── Document passage

SCALA- SEQUENCES AND VECTOR

  • date 18th January, 2022 |
  • by Prwatech |
  • 0 Comments

Sequence 

  • A sequence is implemented by list(list is immutable) 
  • Sequence support mutability and immutability. 

Note: When pass mutability package: import scala.collection.mutable.seq  .It return array Buffer. 

package Collection 

 

 

class SequenceExampl { 

  val seq1 = Seq(3,4,5,6,7) 

  println(seq1) 

} 

object Seq1{ 

  def main(args:Array[String]):Unit={ 

    new SequenceExampl() 

  } 

}

 

Output:  

List(3, 4, 5, 6, 7) 

 

Process finished with exit code 0 

The list follows FIFO. 

package Collection 

 

 

class SequenceExampl { 

  val seq1 = Seq(3,4,5,6,7) 

  println(seq1) 

  def checkElements() ={ 

    seq1.foreach(ele =>println("Access of elements :" +ele)) 

    println(seq1(4)) 

  } 

} 

object Seq1 { 

  def main(args: Array[String]): Unit = { 

    new SequenceExampl().checkElements() 

  } 

}

 

Output: 

List(3, 4, 5, 6, 7) 

Access of elements :3 

Access of elements :4 

Access of elements :5 

Access of elements :6 

Access of elements :7 

7 

 

Process finished with exit code 0 

Example: 

package Collection 

 

import scala.collection.mutable.Seq 

class SequenceExampl { 

  val seq1 = Seq(3,4,5,6,7) 

  seq1(3) = 60 

 

  println(seq1) 

  def checkElements() ={ 

    seq1.foreach(ele =>println("Access of elements :" +ele)) 

    println(seq1(4)) 

  } 

} 

object Seq1 { 

  def main(args: Array[String]): Unit = { 

    new SequenceExampl().checkElements() 

  } 

}

 

Output:  

ArrayBuffer(3, 4, 5, 60, 7) 

Access of elements :3 

Access of elements :4 

Access of elements :5 

Access of elements :60 

Access of elements :7 

 

Vector: 

  • Vector is good for large elements. 
  • Vector is by default immutable. 

package Collection 

 

 

class VectorExample { 

    val ve = Vector(23,24,25,26,27,28,29,30) 

    println(ve) 

  } 

  object VecE{ 

    def main(args:Array[String]):Unit={ 

      new VectorExample() 

    } 

  }

 

 

Output: 

Vector(23, 24, 25, 26, 27, 28, 29, 30) 

 

Process finished with exit code 0 

Explanation: Vector return vector. It is immutable. 

Question: Can we access the index value? 

package Collection 

 

 

class VectorExample { 

    val ve = Vector(23,24,25,26,27,28,29,30) 

    println(ve) 

  println("return the index value 4 :" +ve(4)) 

  println("return the index value 5 :" +ve(5)) 

  println("return the index value 6 :" +ve(6)) 

  println("return the index value 7 :" +ve(7)) 

} 

  object VecE{ 

    def main(args:Array[String]):Unit={ 

      new VectorExample() 

    } 

  }

 

Output: 

Vector(23, 24, 25, 26, 27, 28, 29, 30)

────
── Recorded information

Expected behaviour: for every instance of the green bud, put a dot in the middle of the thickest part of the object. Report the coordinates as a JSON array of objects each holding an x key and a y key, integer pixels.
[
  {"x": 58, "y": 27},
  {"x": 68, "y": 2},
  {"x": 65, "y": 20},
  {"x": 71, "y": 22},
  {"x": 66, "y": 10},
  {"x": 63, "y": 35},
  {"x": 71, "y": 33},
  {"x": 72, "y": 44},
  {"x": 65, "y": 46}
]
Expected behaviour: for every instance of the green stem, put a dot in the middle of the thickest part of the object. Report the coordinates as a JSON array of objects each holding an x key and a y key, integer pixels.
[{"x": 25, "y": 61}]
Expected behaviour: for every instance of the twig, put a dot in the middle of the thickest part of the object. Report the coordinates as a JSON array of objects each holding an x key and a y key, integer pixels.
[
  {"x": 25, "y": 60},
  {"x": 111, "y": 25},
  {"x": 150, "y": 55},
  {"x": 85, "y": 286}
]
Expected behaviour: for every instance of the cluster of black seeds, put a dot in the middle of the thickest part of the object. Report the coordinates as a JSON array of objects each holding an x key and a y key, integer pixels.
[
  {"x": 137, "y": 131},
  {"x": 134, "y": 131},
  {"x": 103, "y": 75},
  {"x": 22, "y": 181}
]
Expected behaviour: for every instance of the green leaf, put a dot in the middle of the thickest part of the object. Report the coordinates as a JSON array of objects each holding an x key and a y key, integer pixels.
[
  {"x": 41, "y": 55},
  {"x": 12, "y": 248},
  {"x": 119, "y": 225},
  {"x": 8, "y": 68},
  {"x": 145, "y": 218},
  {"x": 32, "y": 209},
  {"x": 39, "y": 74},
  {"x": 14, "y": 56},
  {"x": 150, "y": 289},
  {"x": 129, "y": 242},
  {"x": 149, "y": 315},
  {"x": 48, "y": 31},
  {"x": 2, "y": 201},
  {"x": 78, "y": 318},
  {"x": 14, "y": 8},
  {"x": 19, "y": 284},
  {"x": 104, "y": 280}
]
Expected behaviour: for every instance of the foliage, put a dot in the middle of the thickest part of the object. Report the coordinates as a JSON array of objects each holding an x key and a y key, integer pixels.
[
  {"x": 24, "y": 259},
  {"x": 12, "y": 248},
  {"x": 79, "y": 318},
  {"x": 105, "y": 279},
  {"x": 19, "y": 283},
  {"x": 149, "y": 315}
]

────

◆ Problems and tasks
1. Answer these about the Scala sequences and vectors page, one line each:
(a) What does the note say is returned when the mutable package is imported?
(b) In the mutable sequence example, what value is assigned to seq1(3)?
(c) What two things does the page state about Vector in its bullet points?
2. Please return the part of the Scala sequences and vectors page starting at "SCALA- SEQUENCES AND" and ending at "mutability and immutability.", copied word for word.

◆ Responses in order
1.
(a) An array buffer.
(b) 60.
(c) Vector is good for large elements, and it is immutable by default.

2.
SCALA- SEQUENCES AND VECTOR

  • date 18th January, 2022 |
  • by Prwatech |
  • 0 Comments

Sequence 

  • A sequence is implemented by list(list is immutable) 
  • Sequence support mutability and immutability.